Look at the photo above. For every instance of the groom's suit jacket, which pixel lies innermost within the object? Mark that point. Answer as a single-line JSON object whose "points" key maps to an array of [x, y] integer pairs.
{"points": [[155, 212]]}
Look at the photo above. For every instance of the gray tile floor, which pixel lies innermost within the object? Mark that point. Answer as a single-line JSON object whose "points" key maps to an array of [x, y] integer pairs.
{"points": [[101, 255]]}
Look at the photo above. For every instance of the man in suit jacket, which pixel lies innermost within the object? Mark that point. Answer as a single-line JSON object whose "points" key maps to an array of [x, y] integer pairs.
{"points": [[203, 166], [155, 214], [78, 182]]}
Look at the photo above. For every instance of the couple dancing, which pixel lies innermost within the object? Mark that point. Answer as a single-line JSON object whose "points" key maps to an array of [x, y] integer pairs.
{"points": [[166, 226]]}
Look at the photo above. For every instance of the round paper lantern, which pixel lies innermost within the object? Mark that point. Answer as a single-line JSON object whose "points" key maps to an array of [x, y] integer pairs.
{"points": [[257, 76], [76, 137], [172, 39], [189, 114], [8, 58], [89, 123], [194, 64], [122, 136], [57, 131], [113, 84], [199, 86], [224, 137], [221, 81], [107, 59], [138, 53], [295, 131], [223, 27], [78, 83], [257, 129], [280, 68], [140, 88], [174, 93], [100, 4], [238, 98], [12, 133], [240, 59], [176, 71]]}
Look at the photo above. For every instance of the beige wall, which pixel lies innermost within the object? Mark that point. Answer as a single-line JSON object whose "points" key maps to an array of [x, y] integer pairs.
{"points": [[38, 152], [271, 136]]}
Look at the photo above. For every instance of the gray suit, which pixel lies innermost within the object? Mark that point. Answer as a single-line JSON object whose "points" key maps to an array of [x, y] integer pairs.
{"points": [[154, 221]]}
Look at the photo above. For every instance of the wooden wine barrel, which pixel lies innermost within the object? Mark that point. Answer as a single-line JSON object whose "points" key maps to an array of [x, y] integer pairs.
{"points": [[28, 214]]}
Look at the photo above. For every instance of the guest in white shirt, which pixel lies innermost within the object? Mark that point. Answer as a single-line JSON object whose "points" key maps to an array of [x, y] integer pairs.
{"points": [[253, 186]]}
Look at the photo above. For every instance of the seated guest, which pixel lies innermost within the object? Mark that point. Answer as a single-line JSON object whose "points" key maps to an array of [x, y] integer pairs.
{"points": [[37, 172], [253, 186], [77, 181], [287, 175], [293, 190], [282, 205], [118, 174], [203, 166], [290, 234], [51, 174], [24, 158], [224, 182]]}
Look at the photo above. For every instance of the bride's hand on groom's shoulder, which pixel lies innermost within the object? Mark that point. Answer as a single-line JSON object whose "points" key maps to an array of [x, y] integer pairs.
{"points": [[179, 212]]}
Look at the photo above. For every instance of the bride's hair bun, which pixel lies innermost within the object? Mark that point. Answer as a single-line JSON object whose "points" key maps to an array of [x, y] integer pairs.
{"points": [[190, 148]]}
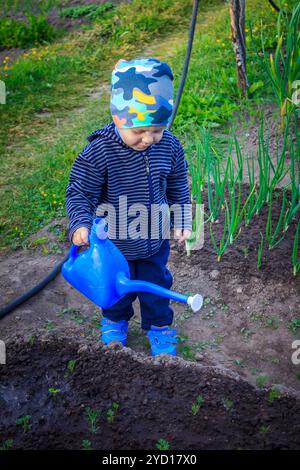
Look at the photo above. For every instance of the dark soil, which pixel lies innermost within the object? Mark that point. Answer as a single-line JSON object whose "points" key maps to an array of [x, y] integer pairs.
{"points": [[155, 401]]}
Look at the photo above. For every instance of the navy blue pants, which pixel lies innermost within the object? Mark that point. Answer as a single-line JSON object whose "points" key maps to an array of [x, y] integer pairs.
{"points": [[155, 310]]}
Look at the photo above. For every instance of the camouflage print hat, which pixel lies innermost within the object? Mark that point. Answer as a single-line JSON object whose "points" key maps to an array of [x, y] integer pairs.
{"points": [[141, 93]]}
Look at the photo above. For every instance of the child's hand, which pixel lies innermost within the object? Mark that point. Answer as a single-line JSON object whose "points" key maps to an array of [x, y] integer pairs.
{"points": [[182, 234], [80, 236]]}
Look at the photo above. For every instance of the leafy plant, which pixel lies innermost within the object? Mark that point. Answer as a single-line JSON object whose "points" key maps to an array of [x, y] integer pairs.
{"points": [[8, 444], [228, 404], [15, 33], [112, 412], [24, 421], [93, 417], [71, 365], [274, 394], [91, 11], [264, 429], [295, 325], [262, 380], [197, 405], [54, 391]]}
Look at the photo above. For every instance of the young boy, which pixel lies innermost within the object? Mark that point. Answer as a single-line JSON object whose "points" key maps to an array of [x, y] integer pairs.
{"points": [[134, 161]]}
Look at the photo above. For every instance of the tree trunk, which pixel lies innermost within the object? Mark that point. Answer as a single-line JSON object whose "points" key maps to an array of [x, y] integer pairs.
{"points": [[237, 22]]}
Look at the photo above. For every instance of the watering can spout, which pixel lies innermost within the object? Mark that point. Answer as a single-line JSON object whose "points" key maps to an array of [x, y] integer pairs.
{"points": [[102, 274], [125, 285]]}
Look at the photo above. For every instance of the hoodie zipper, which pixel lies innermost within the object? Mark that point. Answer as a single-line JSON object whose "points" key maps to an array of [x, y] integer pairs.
{"points": [[146, 160]]}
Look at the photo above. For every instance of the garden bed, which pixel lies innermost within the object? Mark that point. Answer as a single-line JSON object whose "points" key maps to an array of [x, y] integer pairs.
{"points": [[152, 399]]}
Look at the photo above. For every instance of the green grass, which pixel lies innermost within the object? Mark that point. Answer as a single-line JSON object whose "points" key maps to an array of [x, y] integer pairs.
{"points": [[37, 152]]}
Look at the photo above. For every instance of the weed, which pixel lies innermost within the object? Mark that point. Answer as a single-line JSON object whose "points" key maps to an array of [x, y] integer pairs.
{"points": [[93, 417], [162, 444], [274, 394], [294, 325], [31, 340], [238, 362], [228, 404], [54, 391], [24, 421], [50, 326], [71, 365], [262, 380], [186, 351], [112, 412], [246, 333], [264, 429], [86, 445], [8, 444], [197, 405], [275, 360]]}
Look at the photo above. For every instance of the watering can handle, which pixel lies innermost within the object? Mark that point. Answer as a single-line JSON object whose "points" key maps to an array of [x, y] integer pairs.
{"points": [[73, 252]]}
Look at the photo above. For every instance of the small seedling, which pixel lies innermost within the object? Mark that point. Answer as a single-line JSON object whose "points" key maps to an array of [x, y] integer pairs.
{"points": [[274, 394], [162, 444], [112, 412], [295, 325], [197, 405], [186, 351], [238, 362], [7, 444], [262, 380], [31, 340], [71, 365], [93, 417], [275, 360], [86, 444], [54, 391], [50, 326], [228, 404], [264, 429], [24, 421], [246, 333]]}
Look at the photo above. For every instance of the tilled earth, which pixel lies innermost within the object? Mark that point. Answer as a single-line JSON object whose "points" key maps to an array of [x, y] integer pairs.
{"points": [[154, 398]]}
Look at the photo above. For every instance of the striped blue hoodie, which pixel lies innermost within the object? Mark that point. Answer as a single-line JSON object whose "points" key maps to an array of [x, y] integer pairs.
{"points": [[110, 174]]}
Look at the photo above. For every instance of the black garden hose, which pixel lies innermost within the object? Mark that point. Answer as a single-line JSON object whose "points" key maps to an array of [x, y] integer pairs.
{"points": [[52, 275]]}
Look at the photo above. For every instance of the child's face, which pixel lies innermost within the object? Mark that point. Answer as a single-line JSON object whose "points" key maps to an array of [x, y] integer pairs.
{"points": [[139, 138]]}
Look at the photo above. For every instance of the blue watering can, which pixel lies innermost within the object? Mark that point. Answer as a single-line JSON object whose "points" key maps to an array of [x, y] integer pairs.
{"points": [[102, 274]]}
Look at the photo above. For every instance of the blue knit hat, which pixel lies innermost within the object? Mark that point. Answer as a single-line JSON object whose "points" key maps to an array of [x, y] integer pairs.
{"points": [[141, 93]]}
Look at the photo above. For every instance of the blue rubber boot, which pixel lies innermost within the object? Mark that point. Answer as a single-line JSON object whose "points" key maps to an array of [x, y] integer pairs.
{"points": [[114, 331], [162, 340]]}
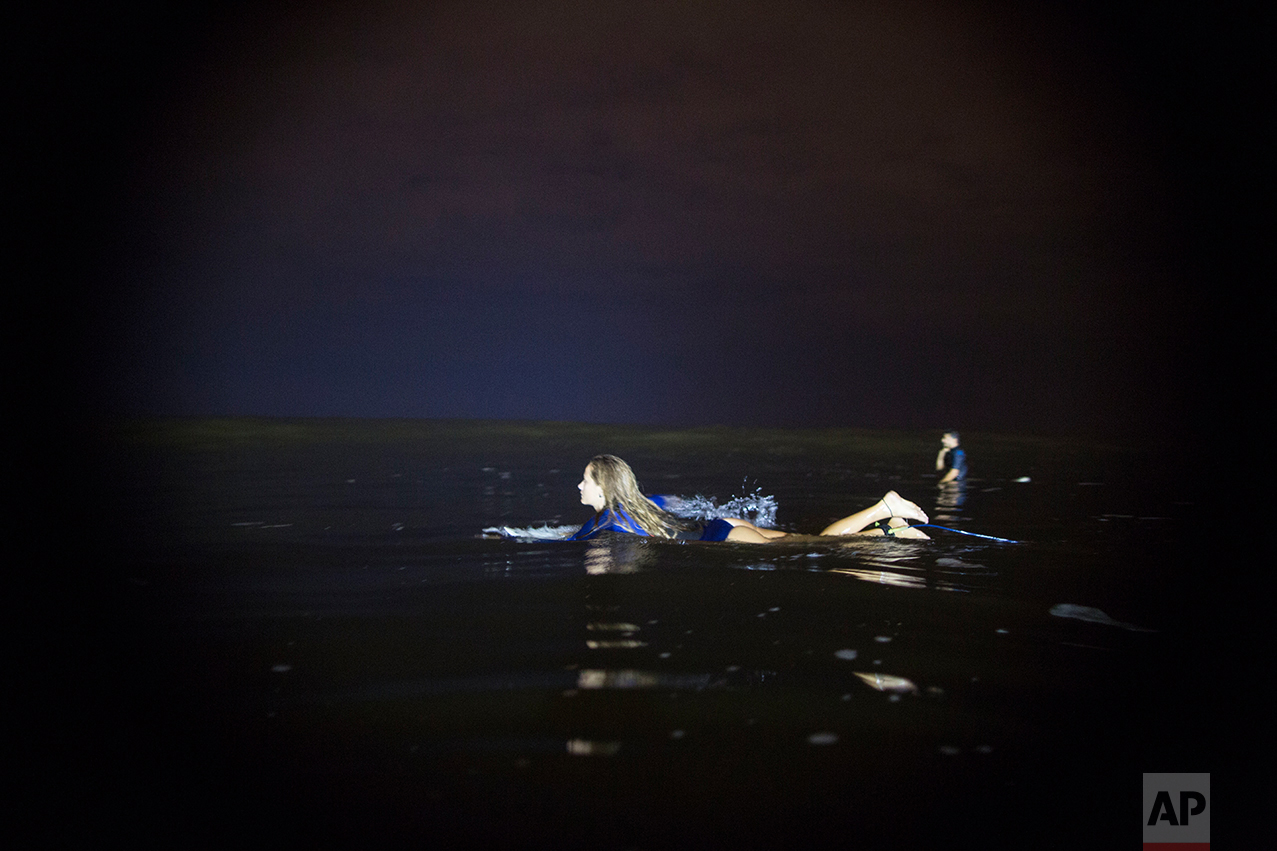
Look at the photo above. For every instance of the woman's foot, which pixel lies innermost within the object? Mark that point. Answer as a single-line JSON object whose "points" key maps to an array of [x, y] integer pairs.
{"points": [[898, 528], [900, 507]]}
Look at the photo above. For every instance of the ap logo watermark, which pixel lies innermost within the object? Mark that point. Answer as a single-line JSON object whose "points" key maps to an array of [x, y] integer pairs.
{"points": [[1178, 809]]}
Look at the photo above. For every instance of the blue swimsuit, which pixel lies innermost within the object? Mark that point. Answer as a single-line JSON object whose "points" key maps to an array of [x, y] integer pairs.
{"points": [[618, 520]]}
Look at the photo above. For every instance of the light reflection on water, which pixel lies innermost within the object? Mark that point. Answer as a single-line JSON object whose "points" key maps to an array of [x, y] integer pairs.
{"points": [[339, 607]]}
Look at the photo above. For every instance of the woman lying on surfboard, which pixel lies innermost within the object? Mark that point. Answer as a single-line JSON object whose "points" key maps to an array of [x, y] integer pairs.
{"points": [[611, 488]]}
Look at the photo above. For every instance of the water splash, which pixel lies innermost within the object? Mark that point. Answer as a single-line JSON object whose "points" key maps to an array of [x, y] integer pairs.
{"points": [[757, 507]]}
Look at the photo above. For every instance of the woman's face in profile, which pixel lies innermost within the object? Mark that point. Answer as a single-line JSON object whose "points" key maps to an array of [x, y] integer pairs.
{"points": [[591, 493]]}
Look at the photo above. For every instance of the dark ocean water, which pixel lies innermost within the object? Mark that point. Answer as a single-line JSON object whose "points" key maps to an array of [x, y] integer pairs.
{"points": [[318, 647]]}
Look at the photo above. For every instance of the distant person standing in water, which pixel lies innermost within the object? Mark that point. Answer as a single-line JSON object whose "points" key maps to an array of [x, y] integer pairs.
{"points": [[952, 460]]}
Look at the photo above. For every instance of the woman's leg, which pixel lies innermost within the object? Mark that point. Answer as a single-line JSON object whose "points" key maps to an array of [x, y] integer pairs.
{"points": [[891, 505], [746, 530]]}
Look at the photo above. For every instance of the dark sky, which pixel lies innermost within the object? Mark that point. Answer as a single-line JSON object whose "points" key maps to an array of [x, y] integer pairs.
{"points": [[982, 215]]}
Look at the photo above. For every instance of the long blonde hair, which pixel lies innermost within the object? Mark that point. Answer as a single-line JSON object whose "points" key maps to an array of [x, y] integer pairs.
{"points": [[621, 491]]}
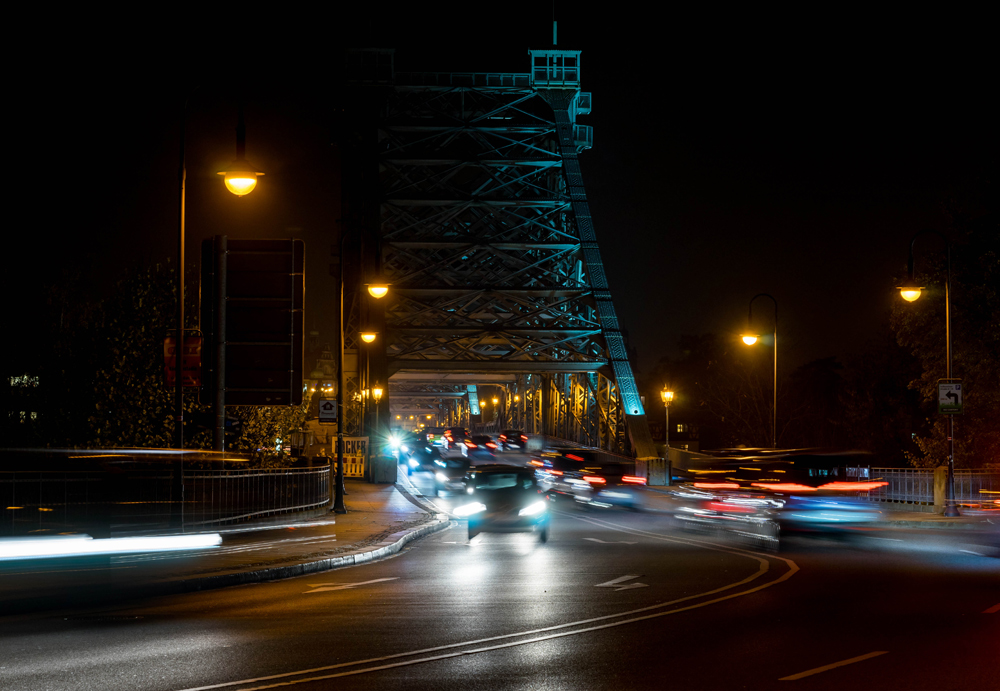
====
STATED GOAL:
Rewrite the rows from the one containing "Look at the photo above. For every instance of the long" through the end of the rows, changing "innermost" to "most central" and keeping everything else the same. Leave out the pictures.

SOLVED PROBLEM:
Look at the photo above. For every instance of the long blonde hair, which pixel lies most central within the object? Mark that point. Answer as a single-line JSON object whose "points" key maps to an array of [x, y] integer pairs.
{"points": [[621, 491]]}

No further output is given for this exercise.